### [Task goal]
Exactly as they stand, set down the following records once more.

### [Source material]

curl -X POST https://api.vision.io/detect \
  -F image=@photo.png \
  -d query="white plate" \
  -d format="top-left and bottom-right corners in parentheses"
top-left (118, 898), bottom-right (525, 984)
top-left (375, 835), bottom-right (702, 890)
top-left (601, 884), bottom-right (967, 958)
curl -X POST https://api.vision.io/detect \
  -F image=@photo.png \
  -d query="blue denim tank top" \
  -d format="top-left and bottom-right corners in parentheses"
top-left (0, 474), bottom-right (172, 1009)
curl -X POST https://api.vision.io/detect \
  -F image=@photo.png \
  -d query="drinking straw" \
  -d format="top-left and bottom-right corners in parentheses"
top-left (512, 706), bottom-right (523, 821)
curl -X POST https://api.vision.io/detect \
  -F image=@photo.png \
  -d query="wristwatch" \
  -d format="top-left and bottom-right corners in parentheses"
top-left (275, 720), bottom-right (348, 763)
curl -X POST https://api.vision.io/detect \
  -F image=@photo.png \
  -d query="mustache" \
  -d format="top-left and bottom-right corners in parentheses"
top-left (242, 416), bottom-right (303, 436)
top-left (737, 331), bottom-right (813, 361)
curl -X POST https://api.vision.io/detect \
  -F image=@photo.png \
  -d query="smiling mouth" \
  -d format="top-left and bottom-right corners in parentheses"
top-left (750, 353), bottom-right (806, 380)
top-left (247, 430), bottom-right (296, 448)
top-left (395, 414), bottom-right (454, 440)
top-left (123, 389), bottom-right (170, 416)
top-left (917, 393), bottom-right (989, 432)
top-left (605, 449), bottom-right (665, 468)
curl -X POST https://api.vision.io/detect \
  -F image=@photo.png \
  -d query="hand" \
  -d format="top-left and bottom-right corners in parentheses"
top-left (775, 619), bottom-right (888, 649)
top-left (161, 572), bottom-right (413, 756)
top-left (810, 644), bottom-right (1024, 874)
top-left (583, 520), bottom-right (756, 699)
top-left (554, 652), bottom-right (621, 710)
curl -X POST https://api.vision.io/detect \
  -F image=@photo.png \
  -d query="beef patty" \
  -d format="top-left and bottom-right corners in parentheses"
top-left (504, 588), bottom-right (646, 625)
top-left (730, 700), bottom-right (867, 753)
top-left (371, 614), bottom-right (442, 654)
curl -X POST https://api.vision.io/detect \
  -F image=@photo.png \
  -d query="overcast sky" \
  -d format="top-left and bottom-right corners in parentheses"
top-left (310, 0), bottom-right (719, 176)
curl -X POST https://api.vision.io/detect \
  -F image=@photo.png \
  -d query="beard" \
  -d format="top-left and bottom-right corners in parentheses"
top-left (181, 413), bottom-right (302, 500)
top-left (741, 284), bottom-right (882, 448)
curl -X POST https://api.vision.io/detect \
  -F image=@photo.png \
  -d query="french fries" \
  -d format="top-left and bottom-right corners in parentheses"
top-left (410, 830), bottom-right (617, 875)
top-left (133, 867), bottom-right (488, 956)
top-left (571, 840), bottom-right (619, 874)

### [Your response]
curl -X POST https://api.vision.io/detect \
  -F image=@photo.png \
  -d query="white plate" \
  -d format="top-left and bottom-right corners in parentheses"
top-left (118, 898), bottom-right (525, 984)
top-left (375, 835), bottom-right (702, 890)
top-left (601, 884), bottom-right (967, 958)
curl -X POST https://api.vision.io/detect \
  -F image=@photo.png \
  -d query="blue denim tank top" \
  -d format="top-left and bottom-right corners in parentheses"
top-left (0, 474), bottom-right (172, 1009)
curl -X POST https://api.vision.io/detect \
  -F image=@photo.png \
  -d query="drinking straw" \
  -d format="top-left and bottom-right corners in parentheses"
top-left (512, 706), bottom-right (523, 821)
curl -X POST https://api.vision.io/detect \
  -F image=@photo.png \
  -d query="wristwatch" \
  -d format="top-left and bottom-right corners in parentheses"
top-left (275, 720), bottom-right (348, 763)
curl -X POST https://api.vision.io/detect \
  -F image=@photo.png \
  -d query="mustache" \
  -d format="top-left and bottom-right corners in parentheses"
top-left (242, 416), bottom-right (303, 436)
top-left (737, 331), bottom-right (813, 361)
curl -X POST https://api.vision.io/detect \
  -F image=@photo.png \
  -d query="smiling mouth" \
  -d format="top-left and bottom-right corners in parentheses"
top-left (750, 353), bottom-right (806, 380)
top-left (247, 430), bottom-right (296, 448)
top-left (395, 414), bottom-right (454, 440)
top-left (123, 389), bottom-right (170, 416)
top-left (917, 393), bottom-right (989, 432)
top-left (605, 449), bottom-right (665, 468)
curl -X POST https://api.vision.io/detect \
  -F image=@photo.png \
  -d query="hand" \
  -d format="top-left and bottom-right corners in parentheses"
top-left (775, 619), bottom-right (888, 649)
top-left (161, 572), bottom-right (413, 756)
top-left (810, 644), bottom-right (1024, 874)
top-left (583, 520), bottom-right (756, 699)
top-left (554, 652), bottom-right (621, 710)
curl -X POST https://api.vision.io/detect \
  -F image=@photo.png \
  -d query="beef patty" \
  -d format="top-left and bottom-right corners in parentheses"
top-left (504, 588), bottom-right (646, 625)
top-left (730, 700), bottom-right (867, 753)
top-left (371, 614), bottom-right (442, 654)
curl -X POST https://api.vision.io/detect \
  -F image=@photo.png \
  -d query="overcast sky" \
  -d format="top-left and bottom-right corners in parentheses"
top-left (310, 0), bottom-right (719, 176)
curl -X POST https://api.vision.io/detect \
  -F image=@photo.png \
  -d query="beard" \
  -d format="top-left and bottom-right corners in parentheses"
top-left (181, 413), bottom-right (302, 500)
top-left (741, 284), bottom-right (882, 448)
curl -X POST https://api.vision.io/detect \
  -F image=@photo.png \
  -d query="french fries" \
  -d format="top-left and bottom-right corners in parentheses"
top-left (410, 830), bottom-right (617, 875)
top-left (133, 867), bottom-right (488, 956)
top-left (571, 840), bottom-right (619, 874)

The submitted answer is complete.